• [The task]
Put the material below, between the lines holding "Flag any piece of paper trash you can find." and "Flag any dry rocky soil you can find.", inclusive, into a JSON list of strings with one string per line and no blank lines.

== Entries

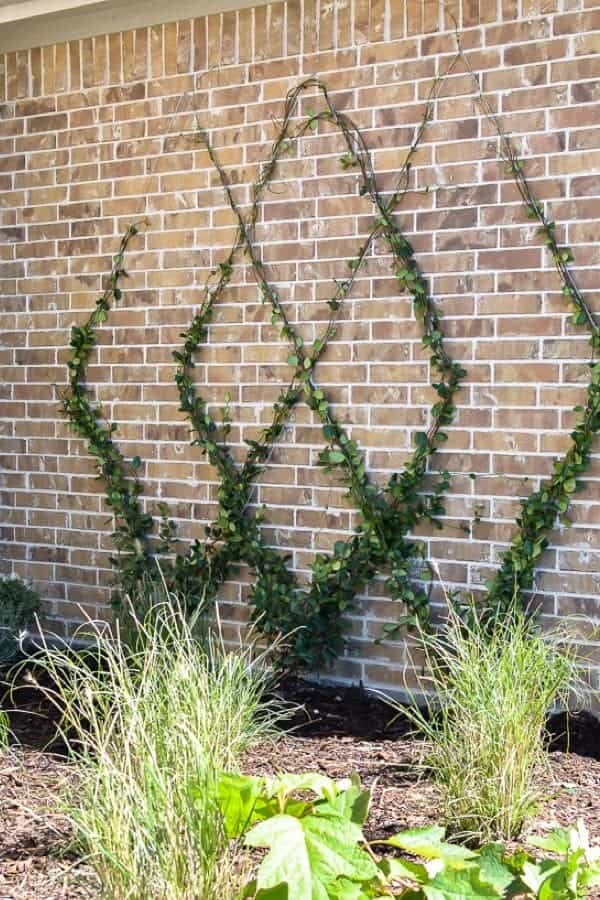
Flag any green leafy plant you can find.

====
== Entries

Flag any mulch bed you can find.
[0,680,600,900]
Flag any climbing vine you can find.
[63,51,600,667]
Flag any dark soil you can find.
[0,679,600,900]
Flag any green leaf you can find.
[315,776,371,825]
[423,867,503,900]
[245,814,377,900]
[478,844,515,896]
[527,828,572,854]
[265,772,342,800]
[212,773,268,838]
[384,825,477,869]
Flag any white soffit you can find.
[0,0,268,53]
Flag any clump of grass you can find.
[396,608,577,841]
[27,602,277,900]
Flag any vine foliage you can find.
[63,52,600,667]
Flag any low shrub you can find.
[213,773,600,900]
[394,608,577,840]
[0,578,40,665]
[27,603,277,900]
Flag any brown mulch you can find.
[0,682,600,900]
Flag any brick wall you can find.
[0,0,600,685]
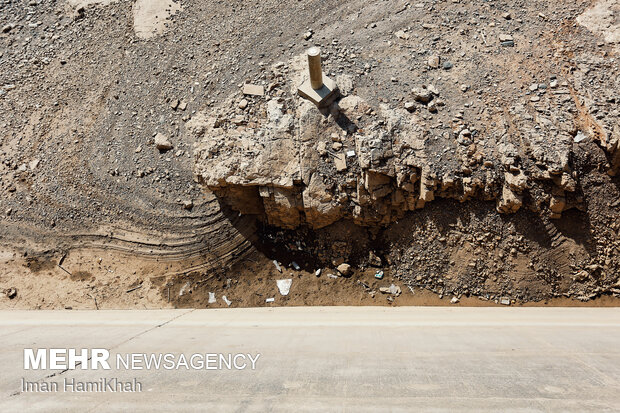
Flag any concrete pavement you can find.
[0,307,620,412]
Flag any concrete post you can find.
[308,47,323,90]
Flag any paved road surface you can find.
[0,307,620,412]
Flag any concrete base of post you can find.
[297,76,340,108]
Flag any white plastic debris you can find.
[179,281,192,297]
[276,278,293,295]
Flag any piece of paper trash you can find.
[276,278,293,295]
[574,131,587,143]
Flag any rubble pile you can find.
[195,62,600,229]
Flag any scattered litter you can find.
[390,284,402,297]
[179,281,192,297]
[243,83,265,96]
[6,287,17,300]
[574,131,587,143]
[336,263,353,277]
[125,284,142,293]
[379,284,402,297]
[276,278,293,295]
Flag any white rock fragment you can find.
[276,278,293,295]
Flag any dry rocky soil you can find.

====

• [Written solution]
[
  "Flag any piece of paper trash you can find.",
  "[276,278,293,295]",
  "[574,131,587,143]",
  "Flag any rubble pile you can find.",
  "[195,62,600,229]",
  "Flag any scattered litter you can find.",
  "[390,284,402,297]",
  "[179,281,192,297]",
  "[243,83,265,96]",
  "[6,287,17,300]",
  "[574,131,587,143]",
  "[336,263,353,277]",
  "[125,284,142,293]",
  "[379,284,402,297]",
  "[276,278,293,295]",
  "Flag any white rock fragment you can find.",
  "[276,278,293,295]",
  "Flag any dry rocky soil you can find."
]